Aim of the exercise: In the fantasy football passage below, could you copy word for word the part that opens with the words containing "Ward has dubbed" and closes with "ADP: 73 (WR40)"?

Document segment:
Ridley has the locker narrative going for him in 2025, which is nice. The Titans placed his locker directly next to superstar QB Cam Ward’s locker. The two have reportedly been inseparable over the past couple months, discussing route concepts, coverages, and taking extra reps together during Titans OTAs.

Ward has dubbed Ridley a “dawg” and a top-five NFL wideout. It’s all happening.

After leading the league in air yards and ranking sixth in downfield receptions last season while catching passes from a totally incompetent quarterback, Ridley in 2025 could convert all that opportunity into fantasy points you can actually use (you can’t feed your family with air yards, as I’ve said).

With no meaningful target competition, Ridley has a real shot to rank among the top five or six target getters this season in a Titans offense that could be surprisingly pass heavy if head coach Bill Callahan trusts Ward to let it rip (all indications are that he will). Only three college quarterbacks in 2024 had more deep ball completions than Ward, who was graded by Pro Football Focus as last season’s fourth best downfield passer.

Jakobi Meyers (Raiders)

ADP: 73 (WR40)

Material provided:
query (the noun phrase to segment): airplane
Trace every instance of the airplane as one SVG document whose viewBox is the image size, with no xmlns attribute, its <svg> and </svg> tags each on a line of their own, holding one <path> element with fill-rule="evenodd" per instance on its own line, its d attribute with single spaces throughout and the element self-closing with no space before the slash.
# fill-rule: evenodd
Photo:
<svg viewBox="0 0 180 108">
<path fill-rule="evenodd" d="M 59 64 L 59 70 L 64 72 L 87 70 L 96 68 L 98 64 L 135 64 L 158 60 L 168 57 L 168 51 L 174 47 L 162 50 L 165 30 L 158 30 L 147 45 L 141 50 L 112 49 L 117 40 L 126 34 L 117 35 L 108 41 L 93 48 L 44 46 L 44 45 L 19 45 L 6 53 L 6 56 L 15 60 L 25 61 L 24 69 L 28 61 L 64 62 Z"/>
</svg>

The solution:
Ward has dubbed Ridley a “dawg” and a top-five NFL wideout. It’s all happening.

After leading the league in air yards and ranking sixth in downfield receptions last season while catching passes from a totally incompetent quarterback, Ridley in 2025 could convert all that opportunity into fantasy points you can actually use (you can’t feed your family with air yards, as I’ve said).

With no meaningful target competition, Ridley has a real shot to rank among the top five or six target getters this season in a Titans offense that could be surprisingly pass heavy if head coach Bill Callahan trusts Ward to let it rip (all indications are that he will). Only three college quarterbacks in 2024 had more deep ball completions than Ward, who was graded by Pro Football Focus as last season’s fourth best downfield passer.

Jakobi Meyers (Raiders)

ADP: 73 (WR40)